── Page extract

Is the condition event-related or market-related?

It is important to distinguish between two different types of “conditions” that may be present in a contingent consideration arrangement, each of which have very different risk characteristics (and thus require different valuation approaches). Event-related conditions are tied to the achievement of business objectives, such as the successful completion of a development project, receipt of regulatory approval for a new drug, or the production capacity of a mine. Event-related earnouts have risks that are unrelated to the economy and can be eliminated through diversification, and thus the substantive elements of risk can be measured through probability assessments (and do not require systematic risk premiums in the discount rate). On the other hand, market-related conditions are tied to the future performance of the acquired company’s revenue, earnings, margins, stock price targets, or other metrics. These types of contingent consideration are exposed to risks that are related to the economy, which cannot be eliminated through diversification. Consequently, the different risk elements of these two “conditions” must be taken into account when choosing the valuation methodology and when selecting an appropriate discount rate for discounting the expected cash-flows.

Is it appropriate to consider buyer-specific synergies?

The expected cash flows and underlying assumptions used to determine the Fair Value of a target’s acquired tangible and intangible assets should reflect a market-participant perspective. This includes the use of synergies that would be available to market-participant buyers of the target. In the case of contingent consideration, however, it may be appropriate to include additional benefits that are unique to the acquirer (i.e., “buyer-specific synergies”) to the extent that the revenue, earnings, or other target will be influenced by post-transaction synergies.

How complex are the earnout payment mechanics?

When valuing (or structuring) an earnout, bear in mind the nuances and complexities of the earnout payment mechanics in the purchase agreement. Various adjustments and exemptions to the revenue or income required for the earnout payment calculation (i.e., certain cost or revenues are exempt from the earnout calculation, additional acquisitions in the future might be exempt or included in calculations, etc.) can add modeling or calculation challenges. Moreover, these complexities can give rise to disputes and may require a forensic accountant to calculate the earnout amount, or to settle disputes.

Complex valuation models are necessary for most earnouts.

Two of the most common valuation frameworks seen in practice are the Probability-Weighted Expected Return Method (“PWERM”) and option pricing models (e.g., Monte Carlo simulations, binomial models, or Black-Scholes). When a payoff is more or less symmetric, discounting the most likely or expected cash flows, or using several scenarios in the PWERM approach, may be appropriate. However, most earnout payoffs are not symmetric. For example, if the seller receives a lump sum upon achieving a specific threshold, or a percentage of the amount above the threshold, and $0 below that threshold, the potential payoffs are not symmetric. Such earnouts exhibit option-like characteristics. For the same reasons that stock options require specialized models and are not valued using standard discounted cash flow techniques, non-linear earnouts with systematic / market risk require specialized valuation models based on option theory. Thus, the use of a “simple” model might not be appropriate in valuing the majority of earnouts.

────

* [Things to do]:
**a)** According to the earnout text, what are two of the most common valuation frameworks seen in practice?
**b)** Write out the part of the earnout text between "Is it appropriate" and "earnout payment mechanics?", inclusive.

── Given material

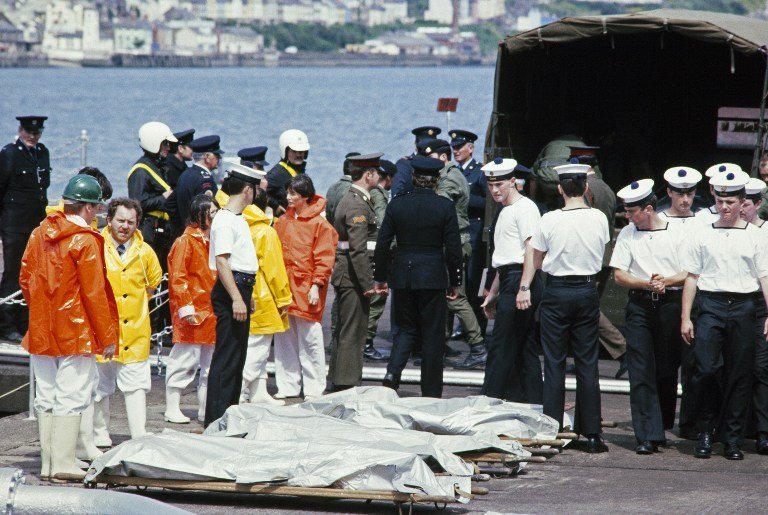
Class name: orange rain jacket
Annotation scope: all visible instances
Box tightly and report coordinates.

────

* [Answer set]:
**a)** The Probability-Weighted Expected Return Method (PWERM) and option pricing models.

**b)**
Is it appropriate to consider buyer-specific synergies?

The expected cash flows and underlying assumptions used to determine the Fair Value of a target’s acquired tangible and intangible assets should reflect a market-participant perspective. This includes the use of synergies that would be available to market-participant buyers of the target. In the case of contingent consideration, however, it may be appropriate to include additional benefits that are unique to the acquirer (i.e., “buyer-specific synergies”) to the extent that the revenue, earnings, or other target will be influenced by post-transaction synergies.

How complex are the earnout payment mechanics?